There will come a time when you will spill something on your rug, and the question will come to mind — “what should I do?” Rug fibers, especially wool, are very resilient to spills…but they are also very reactive to harsh chemicals…so you want to keep your spill system quick, simple, and safe.
Rug First-Aid Kit = Club Soda + Cotton Towels
Rug First-Aid Kit Instructions = BLOT, RINSE, BLOT
1a) LIQUID spill: Immediately BLOT with cotton towel (do not scrub the fibers or you’ll distort and potentially damage them.)
1b) NON-liquid spill: immediately scrape up material with spoon, and BLOT with cotton towel.
2) Look at the towel for two things:
- Is the spill absorbing into the towel?
- Are any of the rug’s dyes absorbing into the towel?
3) If the rug’s dyes are absorbing into the towel, blot a bit more and then STOP. No more work can be done to this area without causing this area’s dyes to bleed together. This type of damage can devalue your rug, so you want to stop before you make it worse. You can pack the area with CORN STARCH to help absorb more.
4) If the rug’s dyes are not absorbing into the towel (only the spill is seen), then place a folded towel underneath the affected area. Take a bowl of CLUB SODA and then use a sponge to get the location of the spill wet again — not soaking wet, just enough so the fibers are damp.
5) Take a new towel and blot the top of the rug to continue pulling out the spill from the fibers (the club soda helps to keep the spill “suspended” so you can grab it with the cotton towel when you BLOT).
6) When no more spill material is visible in the towel, create a “sandwich” with a folded towel under the spill and one on top, and either stand on this area or put a heavy book on it for about 10 minutes.
7) Remove the towels and elevate the damp area so that it can dry completely. Most rugs have a cotton foundation that is very absorbent, so you have to be absolutely certain this “skeleton” of your rug is 100% dry so mildew will not grow. Use a hair dryer (on cool or warm setting) on the front AND back of the rug to help quicken the process, or keep it propped up to “air dry” for at least 24 hours for a small spill, and longer for larger ones (or if your rug is thick).
Add to Rug First-Aid Kit: Add vinegar and an enzyme treatment like Vet’s Trust, which is something we sell if you need some.
Of all the possible spills to happen to your rugs, pet urine and pet vomit are the worst. Because they go on hot and acidic, they actually re-dye the fibers, and “set” them at the same time — so if you are not quick these will become permanent stains that will devalue your rug. You need to follow the spill steps in the previous section (blot, rinse, blot). If the rug has dyes that show up in the towel in the first blotting step, then substitute a 50/50 Vinegar and water mixture for the Club Soda AND get the area only slightly damp — NOT wet. For pet feces, you must pick up as much as you can before you begin the Club Sod process.

Data items:
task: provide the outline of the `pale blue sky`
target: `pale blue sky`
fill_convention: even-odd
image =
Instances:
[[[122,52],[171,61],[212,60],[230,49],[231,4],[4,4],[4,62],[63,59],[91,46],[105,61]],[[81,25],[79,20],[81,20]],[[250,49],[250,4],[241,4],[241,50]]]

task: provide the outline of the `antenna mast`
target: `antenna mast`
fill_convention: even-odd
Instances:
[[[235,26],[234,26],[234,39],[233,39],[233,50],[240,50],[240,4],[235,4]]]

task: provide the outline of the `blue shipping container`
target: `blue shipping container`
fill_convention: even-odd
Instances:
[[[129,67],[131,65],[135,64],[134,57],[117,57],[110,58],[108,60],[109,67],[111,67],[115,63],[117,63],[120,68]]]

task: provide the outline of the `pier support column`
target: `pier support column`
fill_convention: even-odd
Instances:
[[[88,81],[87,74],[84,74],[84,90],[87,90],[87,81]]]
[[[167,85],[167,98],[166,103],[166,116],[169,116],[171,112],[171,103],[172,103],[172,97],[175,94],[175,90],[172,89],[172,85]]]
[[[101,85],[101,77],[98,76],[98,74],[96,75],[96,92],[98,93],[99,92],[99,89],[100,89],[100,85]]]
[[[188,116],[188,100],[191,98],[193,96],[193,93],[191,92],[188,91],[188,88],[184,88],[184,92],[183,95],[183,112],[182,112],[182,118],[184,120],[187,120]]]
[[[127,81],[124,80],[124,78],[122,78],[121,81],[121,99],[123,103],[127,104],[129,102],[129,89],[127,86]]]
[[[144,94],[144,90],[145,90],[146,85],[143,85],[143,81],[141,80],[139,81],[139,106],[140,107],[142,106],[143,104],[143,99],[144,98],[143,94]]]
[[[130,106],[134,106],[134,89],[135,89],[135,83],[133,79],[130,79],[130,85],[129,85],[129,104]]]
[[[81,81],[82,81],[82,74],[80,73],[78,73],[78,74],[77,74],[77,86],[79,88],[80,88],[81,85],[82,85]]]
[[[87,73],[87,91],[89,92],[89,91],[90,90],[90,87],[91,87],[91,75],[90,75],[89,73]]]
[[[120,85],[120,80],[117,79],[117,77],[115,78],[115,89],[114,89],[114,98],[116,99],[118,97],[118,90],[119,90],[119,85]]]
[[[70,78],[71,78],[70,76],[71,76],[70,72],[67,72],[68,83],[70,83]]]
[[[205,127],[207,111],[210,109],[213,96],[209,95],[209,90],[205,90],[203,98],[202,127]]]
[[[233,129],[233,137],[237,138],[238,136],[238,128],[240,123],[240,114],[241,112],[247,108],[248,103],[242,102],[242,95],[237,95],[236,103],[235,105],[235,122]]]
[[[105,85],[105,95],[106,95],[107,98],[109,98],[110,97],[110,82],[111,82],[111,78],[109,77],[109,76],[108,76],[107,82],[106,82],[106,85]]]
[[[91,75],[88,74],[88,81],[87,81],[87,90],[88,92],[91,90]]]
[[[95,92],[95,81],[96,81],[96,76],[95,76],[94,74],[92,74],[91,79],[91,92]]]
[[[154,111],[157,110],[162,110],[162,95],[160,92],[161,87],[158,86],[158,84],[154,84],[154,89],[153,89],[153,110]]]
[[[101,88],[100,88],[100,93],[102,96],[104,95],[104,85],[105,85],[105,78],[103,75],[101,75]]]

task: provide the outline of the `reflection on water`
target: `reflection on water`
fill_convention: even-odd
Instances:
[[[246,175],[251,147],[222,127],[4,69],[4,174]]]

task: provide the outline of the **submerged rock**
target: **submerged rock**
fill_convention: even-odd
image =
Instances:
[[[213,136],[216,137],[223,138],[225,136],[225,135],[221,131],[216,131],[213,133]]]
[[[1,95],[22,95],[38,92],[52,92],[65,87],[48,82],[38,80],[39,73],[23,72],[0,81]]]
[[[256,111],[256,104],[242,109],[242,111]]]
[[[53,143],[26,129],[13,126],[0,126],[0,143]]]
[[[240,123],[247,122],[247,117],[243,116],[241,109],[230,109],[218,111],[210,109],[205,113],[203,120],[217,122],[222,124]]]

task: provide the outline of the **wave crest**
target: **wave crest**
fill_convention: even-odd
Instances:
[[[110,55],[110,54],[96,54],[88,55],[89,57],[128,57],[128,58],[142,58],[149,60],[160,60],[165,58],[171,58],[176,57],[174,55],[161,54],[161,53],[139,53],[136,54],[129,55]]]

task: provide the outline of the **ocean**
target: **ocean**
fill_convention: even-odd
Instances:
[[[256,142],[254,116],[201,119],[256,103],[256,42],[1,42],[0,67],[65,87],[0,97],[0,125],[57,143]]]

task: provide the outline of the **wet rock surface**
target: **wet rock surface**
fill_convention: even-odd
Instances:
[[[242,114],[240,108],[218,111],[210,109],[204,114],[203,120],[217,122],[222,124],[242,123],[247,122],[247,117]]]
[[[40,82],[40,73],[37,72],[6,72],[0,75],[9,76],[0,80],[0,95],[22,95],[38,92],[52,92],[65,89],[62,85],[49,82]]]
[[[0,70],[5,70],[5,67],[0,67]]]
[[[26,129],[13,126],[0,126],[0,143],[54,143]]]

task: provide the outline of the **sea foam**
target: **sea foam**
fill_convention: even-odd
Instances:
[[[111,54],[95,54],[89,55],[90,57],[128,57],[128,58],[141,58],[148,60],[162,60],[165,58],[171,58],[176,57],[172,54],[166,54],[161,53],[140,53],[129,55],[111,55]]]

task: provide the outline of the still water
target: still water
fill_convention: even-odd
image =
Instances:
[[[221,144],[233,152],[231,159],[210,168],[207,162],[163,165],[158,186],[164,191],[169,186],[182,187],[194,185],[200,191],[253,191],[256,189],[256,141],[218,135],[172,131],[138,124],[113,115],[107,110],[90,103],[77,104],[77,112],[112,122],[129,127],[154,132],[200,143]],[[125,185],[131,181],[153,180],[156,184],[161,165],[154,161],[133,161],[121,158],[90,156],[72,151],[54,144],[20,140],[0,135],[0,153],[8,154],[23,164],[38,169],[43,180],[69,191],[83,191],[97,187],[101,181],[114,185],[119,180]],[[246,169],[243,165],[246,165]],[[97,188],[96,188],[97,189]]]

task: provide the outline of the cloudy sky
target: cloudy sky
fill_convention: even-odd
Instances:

(TO DO)
Duplicate the passage of the rug spill guide word for word, beginning at the words "Of all the possible" and stopping after "Club Sod process.". The items have nothing to do with this.

(TASK ANSWER)
Of all the possible spills to happen to your rugs, pet urine and pet vomit are the worst. Because they go on hot and acidic, they actually re-dye the fibers, and “set” them at the same time — so if you are not quick these will become permanent stains that will devalue your rug. You need to follow the spill steps in the previous section (blot, rinse, blot). If the rug has dyes that show up in the towel in the first blotting step, then substitute a 50/50 Vinegar and water mixture for the Club Soda AND get the area only slightly damp — NOT wet. For pet feces, you must pick up as much as you can before you begin the Club Sod process.